TEXT SECTION:
In the classroom, students address motifs from the symbolism of bread in The Divine Comedy to Mussolini’s war on spaghetti. They were treated to guest speakers like D.C. chef Joe Farruggio, whose restaurants include Georgetown’s il Canale. The class also welcomed Mingrone’s own father for a taste-test of the fresh olive oil he manufactures from his home in Calabria, Italy.
In the kitchen, the course culminates with a student-prepared feast of mushroom and saffron risotto, fresh salad and tiramisu—shared in a classic Italian family-style meal.
“The kitchen experience was really fun and allowed [us] to connect with the themes and pieces of gastronomic history we learned in class,” said Holtzman, a senior minoring in sociology and sustainability. “And it isn’t often that I get to cook for 20 people and eat communally with classmates!”
La Dolce Vita
Many cultures have their own special culinary connections. But from its San Marzano tomatoes to its Tuscan olive oil, Italy seems to hold a particularly romantic allure. “That’s the million-dollar question: What is it with Italian food? Why do we feel such an attachment to it?” Mingrone said. “It’s probably the first thing people who don’t even know much about Italy at all think about.”
Indeed, while some of the 44 students in the class’ two sessions have visited Italy—like Holtzman who performed in an opera near Tuscany when she was 10—others were drawn to the class for the menu. Junior neuroscience major Yasmine Dakak calls herself a die-hard “gnocchi-person.” Mariana Corrales, a sophomore majoring in journalism with a minor in nutrition, “savored many Italian dishes” when she worked at an Italian restaurant in her Charlotte, N.C., hometown, including what felt like “an endless variation” of pasta.

PARTS OF THE EXERCISE:
(a) Print the Italian food course text from "In the kitchen, the" to "Italian family-style meal.".
(b) According to the Italian food course text, what dishes make up the student-prepared feast at the end of the course?

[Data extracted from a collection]

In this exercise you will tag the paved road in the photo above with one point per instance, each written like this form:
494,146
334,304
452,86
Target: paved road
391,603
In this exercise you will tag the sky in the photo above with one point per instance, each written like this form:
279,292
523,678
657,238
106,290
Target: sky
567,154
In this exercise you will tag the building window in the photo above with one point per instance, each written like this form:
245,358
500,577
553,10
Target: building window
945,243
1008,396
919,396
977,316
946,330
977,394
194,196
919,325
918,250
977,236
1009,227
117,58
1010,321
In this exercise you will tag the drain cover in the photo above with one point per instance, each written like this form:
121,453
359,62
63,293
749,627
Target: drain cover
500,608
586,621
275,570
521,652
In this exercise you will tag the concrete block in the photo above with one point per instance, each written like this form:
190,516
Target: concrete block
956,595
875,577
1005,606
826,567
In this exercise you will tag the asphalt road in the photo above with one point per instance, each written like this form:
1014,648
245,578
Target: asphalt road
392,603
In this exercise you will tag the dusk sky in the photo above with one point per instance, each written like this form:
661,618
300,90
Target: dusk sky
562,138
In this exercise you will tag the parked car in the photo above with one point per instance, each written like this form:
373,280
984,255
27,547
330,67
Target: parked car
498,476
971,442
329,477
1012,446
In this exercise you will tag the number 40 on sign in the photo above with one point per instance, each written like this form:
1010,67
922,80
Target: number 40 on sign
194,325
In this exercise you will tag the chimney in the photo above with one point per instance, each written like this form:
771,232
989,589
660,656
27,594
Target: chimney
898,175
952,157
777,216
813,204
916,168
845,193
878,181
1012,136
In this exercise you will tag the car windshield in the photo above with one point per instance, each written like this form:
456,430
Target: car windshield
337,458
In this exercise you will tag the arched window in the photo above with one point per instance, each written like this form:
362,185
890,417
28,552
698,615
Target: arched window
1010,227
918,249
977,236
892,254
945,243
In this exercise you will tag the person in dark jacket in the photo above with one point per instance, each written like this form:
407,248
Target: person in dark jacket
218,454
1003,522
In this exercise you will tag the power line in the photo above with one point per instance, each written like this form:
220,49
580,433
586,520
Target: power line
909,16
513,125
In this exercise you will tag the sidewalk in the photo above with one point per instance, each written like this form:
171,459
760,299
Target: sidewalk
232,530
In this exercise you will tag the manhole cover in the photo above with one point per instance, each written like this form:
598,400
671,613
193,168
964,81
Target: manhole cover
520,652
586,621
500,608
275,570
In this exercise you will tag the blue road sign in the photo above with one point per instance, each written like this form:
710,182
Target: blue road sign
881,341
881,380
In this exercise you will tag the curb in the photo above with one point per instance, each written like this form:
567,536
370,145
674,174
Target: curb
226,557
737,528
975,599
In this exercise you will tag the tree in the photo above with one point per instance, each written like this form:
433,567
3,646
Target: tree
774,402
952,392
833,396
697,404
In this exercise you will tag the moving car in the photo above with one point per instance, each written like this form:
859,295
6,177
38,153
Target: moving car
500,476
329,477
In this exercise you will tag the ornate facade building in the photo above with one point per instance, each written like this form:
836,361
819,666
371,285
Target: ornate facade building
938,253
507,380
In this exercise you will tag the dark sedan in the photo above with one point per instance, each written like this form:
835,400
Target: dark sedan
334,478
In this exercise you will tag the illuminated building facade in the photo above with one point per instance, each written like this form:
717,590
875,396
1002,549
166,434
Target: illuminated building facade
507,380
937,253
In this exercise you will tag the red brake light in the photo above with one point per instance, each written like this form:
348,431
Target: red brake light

SOLUTIONS FOR EACH TASK:
(a)
In the kitchen, the course culminates with a student-prepared feast of mushroom and saffron risotto, fresh salad and tiramisu—shared in a classic Italian family-style meal.

(b) Mushroom and saffron risotto, fresh salad and tiramisu.